=== Begin Enclosure ===

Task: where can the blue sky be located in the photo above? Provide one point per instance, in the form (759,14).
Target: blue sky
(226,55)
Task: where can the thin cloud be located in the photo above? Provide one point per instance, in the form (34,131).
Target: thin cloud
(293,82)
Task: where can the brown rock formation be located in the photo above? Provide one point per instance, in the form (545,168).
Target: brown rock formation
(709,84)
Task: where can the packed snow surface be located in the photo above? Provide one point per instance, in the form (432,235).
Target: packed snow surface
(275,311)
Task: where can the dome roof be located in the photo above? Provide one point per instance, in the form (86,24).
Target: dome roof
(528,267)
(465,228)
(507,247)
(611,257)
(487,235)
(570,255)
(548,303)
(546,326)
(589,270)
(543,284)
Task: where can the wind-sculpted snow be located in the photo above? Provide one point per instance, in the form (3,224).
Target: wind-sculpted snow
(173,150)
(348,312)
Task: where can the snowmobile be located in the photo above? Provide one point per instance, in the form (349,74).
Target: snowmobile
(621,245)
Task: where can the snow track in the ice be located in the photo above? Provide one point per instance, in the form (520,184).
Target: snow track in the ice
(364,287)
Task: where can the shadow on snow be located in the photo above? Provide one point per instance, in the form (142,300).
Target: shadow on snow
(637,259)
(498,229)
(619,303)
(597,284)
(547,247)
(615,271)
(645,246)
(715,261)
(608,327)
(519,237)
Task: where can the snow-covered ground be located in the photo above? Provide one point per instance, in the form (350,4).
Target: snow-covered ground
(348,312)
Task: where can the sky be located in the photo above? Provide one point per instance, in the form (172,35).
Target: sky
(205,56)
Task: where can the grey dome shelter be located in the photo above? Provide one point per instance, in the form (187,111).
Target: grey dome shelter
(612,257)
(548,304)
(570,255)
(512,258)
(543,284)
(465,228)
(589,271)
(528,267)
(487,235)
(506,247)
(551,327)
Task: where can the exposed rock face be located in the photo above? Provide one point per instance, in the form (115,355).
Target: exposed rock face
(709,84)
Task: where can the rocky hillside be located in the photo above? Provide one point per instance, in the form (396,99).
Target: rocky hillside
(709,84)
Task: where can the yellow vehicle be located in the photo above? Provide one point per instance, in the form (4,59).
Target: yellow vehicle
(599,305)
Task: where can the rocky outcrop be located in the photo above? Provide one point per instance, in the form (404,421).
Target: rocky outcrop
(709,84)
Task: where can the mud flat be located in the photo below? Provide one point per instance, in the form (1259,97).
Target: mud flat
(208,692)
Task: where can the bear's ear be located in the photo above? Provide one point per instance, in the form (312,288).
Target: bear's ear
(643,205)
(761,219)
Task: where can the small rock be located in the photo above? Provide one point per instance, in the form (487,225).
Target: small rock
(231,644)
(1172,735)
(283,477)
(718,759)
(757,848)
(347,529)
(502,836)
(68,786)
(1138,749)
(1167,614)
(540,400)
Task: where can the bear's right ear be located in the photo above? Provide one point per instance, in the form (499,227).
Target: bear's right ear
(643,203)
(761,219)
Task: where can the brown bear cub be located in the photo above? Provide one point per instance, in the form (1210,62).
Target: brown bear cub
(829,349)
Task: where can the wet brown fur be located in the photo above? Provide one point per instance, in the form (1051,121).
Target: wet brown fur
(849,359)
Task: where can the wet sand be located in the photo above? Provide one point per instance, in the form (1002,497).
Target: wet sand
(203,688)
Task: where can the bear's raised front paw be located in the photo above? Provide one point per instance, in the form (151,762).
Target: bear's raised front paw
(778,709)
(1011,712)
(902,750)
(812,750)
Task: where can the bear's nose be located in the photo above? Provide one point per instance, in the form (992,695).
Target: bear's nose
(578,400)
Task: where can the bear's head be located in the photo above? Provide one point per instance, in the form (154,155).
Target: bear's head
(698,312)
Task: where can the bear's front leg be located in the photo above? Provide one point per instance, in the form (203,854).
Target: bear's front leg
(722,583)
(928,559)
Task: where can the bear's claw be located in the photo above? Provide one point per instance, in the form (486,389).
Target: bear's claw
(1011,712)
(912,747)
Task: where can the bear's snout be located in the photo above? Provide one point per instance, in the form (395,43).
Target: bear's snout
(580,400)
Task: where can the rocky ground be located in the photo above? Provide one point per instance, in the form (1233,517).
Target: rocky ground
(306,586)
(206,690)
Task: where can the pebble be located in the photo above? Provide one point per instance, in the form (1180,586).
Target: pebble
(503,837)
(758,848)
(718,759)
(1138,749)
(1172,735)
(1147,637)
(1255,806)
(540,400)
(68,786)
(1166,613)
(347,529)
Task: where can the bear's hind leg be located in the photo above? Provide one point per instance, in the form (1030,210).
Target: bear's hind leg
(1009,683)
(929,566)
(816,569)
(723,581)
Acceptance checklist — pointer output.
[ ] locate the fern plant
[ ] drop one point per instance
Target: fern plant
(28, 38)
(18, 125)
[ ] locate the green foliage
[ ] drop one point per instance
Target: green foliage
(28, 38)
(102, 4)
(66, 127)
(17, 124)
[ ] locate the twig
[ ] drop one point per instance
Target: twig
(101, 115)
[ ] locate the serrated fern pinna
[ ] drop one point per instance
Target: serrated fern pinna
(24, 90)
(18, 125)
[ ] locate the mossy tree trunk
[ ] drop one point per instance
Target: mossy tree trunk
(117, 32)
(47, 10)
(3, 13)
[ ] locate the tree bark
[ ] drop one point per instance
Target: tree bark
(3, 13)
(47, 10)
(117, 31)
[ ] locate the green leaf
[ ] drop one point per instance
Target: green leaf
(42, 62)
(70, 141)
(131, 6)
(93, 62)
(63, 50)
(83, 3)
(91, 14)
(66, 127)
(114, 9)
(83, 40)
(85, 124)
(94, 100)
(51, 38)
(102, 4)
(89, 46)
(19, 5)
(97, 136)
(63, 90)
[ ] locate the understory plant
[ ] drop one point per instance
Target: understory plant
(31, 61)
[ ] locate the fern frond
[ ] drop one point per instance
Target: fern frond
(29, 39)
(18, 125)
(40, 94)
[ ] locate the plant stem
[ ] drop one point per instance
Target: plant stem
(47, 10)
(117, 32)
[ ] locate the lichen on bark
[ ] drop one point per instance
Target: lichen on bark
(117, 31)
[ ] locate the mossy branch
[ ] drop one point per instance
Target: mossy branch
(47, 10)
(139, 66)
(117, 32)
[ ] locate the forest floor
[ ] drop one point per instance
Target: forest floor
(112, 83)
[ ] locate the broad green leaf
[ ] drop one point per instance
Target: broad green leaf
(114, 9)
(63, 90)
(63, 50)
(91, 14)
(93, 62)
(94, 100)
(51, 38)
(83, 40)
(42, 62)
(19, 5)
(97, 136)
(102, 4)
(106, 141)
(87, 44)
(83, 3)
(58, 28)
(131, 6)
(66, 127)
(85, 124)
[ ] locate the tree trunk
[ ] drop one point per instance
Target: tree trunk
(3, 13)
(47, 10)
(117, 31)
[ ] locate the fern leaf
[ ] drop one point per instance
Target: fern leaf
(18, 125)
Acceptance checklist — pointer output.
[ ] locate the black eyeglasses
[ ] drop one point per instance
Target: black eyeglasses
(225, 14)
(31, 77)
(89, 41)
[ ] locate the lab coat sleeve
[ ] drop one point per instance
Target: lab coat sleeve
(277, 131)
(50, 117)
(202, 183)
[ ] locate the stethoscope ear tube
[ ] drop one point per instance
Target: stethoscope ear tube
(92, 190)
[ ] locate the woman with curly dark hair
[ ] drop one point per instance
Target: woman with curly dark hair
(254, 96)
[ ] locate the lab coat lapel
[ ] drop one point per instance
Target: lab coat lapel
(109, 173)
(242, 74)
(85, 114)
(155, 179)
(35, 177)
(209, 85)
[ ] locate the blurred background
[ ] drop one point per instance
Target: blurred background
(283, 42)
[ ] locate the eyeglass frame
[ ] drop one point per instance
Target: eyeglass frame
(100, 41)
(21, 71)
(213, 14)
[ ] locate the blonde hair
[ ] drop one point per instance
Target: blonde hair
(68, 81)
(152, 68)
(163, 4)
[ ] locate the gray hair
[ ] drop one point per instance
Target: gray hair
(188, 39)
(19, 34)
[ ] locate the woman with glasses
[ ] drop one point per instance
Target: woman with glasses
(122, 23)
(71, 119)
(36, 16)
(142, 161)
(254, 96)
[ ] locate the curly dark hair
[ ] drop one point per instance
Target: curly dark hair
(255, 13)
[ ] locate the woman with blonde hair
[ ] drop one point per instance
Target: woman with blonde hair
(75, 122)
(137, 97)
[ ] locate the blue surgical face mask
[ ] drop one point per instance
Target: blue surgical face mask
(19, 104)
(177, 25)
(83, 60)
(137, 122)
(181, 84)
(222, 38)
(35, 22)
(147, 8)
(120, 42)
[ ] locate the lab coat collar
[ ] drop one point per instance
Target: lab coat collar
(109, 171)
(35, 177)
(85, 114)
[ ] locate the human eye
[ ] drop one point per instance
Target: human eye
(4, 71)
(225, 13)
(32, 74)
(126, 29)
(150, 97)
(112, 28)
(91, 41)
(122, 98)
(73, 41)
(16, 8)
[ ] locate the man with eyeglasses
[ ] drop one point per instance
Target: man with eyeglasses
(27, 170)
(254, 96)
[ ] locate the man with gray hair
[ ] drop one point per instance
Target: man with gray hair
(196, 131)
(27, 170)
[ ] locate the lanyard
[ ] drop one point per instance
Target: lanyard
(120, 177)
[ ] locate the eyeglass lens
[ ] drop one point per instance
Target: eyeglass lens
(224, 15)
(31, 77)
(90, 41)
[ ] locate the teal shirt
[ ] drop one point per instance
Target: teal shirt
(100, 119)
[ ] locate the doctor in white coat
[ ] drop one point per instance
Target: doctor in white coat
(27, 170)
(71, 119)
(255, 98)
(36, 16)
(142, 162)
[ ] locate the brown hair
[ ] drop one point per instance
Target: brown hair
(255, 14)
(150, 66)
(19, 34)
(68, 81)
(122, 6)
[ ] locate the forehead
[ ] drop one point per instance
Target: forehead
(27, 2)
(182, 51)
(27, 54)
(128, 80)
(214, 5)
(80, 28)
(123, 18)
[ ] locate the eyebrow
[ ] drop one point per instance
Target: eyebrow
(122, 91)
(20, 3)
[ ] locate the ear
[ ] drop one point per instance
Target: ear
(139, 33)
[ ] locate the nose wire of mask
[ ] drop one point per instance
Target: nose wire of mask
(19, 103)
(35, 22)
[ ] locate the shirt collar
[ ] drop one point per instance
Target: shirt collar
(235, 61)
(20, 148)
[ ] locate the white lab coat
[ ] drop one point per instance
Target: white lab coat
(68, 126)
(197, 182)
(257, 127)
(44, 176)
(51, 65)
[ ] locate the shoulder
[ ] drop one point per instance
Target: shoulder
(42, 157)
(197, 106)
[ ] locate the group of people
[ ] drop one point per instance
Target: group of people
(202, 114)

=== End Enclosure ===

What is expected: Write the lines out exactly, from the one with "[ ] locate the ear" down to the last line of the listing, and leave out all others.

Task answer:
[ ] locate the ear
[ ] drop one point per instance
Target: ear
(139, 33)
[ ] locate the nose wire of mask
[ ] drop one point per instance
Target: nose wire of mask
(19, 103)
(35, 22)
[ ] locate the shirt collar
[ ] drop one point per instance
Target: shirt collar
(235, 61)
(20, 148)
[ ] locate the white lab coat
[ ] drop one point per instance
Target: white lab coat
(68, 126)
(197, 182)
(257, 127)
(44, 176)
(51, 65)
[ ] locate the shoulder
[ ] drop one point per instance
Target: shoulder
(42, 157)
(197, 106)
[ ] locate the group of people
[ ] drop one point per instance
Target: group of people
(202, 114)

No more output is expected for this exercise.